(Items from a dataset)
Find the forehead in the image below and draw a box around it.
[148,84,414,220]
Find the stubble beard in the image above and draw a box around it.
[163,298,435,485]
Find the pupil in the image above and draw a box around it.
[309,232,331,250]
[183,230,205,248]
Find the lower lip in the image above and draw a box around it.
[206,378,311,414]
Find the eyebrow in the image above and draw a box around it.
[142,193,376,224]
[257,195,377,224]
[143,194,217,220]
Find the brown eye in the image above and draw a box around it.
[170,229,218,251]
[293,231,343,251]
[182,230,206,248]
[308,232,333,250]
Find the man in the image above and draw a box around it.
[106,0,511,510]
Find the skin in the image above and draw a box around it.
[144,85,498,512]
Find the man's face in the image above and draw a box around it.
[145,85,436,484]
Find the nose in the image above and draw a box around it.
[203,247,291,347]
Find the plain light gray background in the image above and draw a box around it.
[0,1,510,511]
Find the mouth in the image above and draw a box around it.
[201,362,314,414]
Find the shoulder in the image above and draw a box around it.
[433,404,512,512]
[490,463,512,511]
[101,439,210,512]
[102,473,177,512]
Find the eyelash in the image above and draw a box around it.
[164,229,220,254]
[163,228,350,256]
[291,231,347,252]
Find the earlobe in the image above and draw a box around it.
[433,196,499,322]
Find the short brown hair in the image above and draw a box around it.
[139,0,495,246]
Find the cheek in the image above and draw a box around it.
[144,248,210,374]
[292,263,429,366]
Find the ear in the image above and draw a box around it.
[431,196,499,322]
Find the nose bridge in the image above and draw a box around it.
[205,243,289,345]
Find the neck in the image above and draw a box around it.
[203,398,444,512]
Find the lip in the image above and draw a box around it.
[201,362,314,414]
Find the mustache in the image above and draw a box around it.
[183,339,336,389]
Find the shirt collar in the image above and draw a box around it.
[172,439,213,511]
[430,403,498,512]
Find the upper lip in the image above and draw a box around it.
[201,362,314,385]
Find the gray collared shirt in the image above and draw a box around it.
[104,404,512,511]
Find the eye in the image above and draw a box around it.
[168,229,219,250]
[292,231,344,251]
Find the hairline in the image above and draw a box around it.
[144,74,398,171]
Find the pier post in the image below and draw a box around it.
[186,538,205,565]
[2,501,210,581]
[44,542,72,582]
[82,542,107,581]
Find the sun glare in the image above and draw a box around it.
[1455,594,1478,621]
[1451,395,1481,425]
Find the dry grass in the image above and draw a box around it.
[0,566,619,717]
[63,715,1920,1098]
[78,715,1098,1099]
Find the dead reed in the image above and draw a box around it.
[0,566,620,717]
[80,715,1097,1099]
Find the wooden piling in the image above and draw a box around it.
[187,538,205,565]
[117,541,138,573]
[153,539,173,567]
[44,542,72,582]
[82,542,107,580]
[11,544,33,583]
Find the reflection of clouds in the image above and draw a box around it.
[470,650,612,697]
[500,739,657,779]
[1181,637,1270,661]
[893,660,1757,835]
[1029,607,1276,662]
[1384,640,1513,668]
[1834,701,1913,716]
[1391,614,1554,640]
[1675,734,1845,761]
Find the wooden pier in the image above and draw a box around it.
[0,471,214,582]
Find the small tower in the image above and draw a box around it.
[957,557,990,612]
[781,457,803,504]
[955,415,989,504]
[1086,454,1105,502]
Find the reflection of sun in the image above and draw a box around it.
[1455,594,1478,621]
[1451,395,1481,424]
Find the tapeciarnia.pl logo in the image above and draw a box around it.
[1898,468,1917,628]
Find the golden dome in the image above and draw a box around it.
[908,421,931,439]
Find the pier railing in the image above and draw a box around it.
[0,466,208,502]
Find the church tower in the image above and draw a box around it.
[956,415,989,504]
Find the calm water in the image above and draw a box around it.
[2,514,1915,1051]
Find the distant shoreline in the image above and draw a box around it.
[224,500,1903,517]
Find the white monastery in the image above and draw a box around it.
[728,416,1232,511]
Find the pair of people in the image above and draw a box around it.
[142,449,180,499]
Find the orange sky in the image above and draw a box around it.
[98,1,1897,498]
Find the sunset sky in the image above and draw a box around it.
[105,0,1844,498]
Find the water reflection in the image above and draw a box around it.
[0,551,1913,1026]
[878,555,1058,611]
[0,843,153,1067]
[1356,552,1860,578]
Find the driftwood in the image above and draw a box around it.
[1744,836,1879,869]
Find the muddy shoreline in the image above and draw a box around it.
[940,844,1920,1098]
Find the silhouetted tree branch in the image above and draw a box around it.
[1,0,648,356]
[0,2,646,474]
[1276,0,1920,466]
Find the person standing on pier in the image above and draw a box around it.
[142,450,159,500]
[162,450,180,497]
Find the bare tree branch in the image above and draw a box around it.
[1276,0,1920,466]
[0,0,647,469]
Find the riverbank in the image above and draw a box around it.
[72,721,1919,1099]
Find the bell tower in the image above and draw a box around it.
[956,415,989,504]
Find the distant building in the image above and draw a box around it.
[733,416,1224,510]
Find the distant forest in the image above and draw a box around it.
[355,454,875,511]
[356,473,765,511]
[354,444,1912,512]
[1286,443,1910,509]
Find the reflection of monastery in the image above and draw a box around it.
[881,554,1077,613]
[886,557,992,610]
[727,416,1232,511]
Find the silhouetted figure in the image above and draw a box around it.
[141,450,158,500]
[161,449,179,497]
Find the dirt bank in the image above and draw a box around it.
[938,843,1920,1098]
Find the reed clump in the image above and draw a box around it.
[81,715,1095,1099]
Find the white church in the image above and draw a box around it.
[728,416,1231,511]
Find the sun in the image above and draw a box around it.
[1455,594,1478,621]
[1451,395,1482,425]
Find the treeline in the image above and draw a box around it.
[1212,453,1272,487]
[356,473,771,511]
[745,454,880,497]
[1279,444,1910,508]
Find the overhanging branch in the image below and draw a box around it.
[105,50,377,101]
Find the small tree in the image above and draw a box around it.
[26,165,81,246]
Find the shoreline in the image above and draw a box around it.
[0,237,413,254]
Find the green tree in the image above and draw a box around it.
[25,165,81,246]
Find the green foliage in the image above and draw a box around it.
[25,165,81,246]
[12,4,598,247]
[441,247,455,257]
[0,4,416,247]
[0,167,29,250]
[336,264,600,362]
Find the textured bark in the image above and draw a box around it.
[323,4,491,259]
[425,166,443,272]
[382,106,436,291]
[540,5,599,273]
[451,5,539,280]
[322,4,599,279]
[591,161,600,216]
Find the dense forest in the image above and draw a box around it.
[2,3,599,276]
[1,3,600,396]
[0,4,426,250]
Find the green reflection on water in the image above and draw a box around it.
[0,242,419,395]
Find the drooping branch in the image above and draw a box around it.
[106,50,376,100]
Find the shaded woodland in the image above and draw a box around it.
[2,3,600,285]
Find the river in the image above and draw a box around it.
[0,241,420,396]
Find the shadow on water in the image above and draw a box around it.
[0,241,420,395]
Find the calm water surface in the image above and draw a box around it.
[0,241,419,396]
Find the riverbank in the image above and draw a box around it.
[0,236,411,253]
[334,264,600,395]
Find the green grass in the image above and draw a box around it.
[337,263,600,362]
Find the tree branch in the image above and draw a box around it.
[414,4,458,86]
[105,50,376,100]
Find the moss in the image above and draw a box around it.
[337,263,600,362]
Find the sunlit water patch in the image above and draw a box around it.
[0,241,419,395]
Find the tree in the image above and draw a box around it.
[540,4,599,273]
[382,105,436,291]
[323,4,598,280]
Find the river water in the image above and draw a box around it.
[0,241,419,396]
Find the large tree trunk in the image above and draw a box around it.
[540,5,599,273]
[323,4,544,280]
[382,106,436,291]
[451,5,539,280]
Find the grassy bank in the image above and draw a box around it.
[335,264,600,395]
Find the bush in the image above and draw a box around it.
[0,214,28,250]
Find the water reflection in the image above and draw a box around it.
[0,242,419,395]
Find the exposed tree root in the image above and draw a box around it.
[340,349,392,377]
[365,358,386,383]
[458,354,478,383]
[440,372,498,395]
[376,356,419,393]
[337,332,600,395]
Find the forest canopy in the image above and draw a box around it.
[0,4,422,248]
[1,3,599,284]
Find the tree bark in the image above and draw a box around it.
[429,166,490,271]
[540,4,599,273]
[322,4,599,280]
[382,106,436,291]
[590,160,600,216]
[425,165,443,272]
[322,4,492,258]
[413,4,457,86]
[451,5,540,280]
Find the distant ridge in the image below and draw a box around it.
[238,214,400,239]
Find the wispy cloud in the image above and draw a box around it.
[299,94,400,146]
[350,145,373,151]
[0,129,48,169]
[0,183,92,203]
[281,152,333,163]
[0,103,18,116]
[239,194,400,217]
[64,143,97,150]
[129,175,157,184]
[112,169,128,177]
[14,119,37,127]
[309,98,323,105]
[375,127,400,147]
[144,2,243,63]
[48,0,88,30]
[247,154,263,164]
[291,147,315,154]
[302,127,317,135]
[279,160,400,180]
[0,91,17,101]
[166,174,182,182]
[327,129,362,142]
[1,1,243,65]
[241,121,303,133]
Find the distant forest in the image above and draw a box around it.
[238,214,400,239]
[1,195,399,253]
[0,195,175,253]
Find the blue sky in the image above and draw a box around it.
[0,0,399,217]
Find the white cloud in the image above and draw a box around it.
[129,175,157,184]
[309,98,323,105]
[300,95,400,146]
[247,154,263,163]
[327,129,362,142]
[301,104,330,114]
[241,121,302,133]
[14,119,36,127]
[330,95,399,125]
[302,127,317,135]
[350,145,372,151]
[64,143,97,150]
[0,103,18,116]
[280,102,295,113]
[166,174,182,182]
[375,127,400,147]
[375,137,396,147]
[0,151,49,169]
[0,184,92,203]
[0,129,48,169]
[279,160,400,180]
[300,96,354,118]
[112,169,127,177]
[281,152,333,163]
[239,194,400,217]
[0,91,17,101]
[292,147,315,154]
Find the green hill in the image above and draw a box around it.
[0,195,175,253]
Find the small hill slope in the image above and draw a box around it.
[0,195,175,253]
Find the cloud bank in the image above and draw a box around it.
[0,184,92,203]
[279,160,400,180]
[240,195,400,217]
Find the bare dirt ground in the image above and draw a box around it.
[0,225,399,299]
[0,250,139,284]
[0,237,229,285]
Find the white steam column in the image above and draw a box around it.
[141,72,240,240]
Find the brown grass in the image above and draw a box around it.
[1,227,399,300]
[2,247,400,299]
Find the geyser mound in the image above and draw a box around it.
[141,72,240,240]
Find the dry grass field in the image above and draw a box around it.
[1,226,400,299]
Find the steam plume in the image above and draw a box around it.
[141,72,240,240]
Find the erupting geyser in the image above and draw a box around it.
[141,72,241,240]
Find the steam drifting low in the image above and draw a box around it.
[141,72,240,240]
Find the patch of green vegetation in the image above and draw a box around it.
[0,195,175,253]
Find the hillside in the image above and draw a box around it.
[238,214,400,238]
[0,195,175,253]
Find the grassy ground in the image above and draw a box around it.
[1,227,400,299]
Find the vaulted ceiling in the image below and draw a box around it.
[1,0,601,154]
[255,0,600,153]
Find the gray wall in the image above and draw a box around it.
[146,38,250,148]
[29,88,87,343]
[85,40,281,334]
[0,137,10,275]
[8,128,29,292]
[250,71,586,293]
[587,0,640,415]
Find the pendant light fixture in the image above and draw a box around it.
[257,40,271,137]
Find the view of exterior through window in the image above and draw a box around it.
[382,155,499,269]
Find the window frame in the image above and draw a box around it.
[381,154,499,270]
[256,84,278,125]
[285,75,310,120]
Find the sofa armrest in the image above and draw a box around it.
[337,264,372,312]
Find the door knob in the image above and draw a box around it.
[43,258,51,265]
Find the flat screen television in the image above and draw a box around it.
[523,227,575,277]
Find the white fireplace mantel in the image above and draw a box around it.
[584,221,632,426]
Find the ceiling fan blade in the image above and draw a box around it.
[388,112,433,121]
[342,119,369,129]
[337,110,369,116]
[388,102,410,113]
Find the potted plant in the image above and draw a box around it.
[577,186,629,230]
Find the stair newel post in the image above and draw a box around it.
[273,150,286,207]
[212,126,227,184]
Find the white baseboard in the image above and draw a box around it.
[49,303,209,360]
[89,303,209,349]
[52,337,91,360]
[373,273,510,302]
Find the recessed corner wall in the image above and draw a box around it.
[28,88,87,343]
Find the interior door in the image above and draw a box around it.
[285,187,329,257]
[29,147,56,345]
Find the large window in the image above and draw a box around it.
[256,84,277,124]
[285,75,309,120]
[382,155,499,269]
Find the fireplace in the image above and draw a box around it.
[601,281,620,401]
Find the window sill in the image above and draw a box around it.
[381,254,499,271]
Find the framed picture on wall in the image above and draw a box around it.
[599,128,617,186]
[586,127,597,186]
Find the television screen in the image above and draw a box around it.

> Instructions for the task:
Repeat precisely the lines of the data starting at the one containing "Find the ceiling", last line included.

> Response to the task:
Find the ceiling fan blade in the image above and draw a box around it.
[388,112,433,121]
[342,119,369,129]
[337,110,369,116]
[388,102,410,113]
Find the potted plant in the image above and draw a box around it.
[577,186,629,230]
Find the stair newel post in the image above and draw a box around it.
[273,150,286,207]
[212,126,227,184]
Find the white baseboard in the image above and draw a box around it.
[49,303,209,360]
[89,303,209,349]
[52,337,91,360]
[373,273,510,302]
Find the recessed corner wall in the image above and draw a box around it.
[28,88,87,343]
Find the interior door in the image above and draw a box around it.
[285,187,329,257]
[29,147,56,345]
Find the large window in the image above and draw a box around it.
[256,84,277,124]
[285,75,309,120]
[382,155,499,269]
Find the fireplace in the image above and draw a box around it.
[601,281,620,401]
Find the window sill in the image above and draw a box around it.
[381,254,499,271]
Find the framed picture on wall in the image above and draw a box around it.
[599,128,617,186]
[586,127,597,186]
Find the television screen in the image above and draw a box around it.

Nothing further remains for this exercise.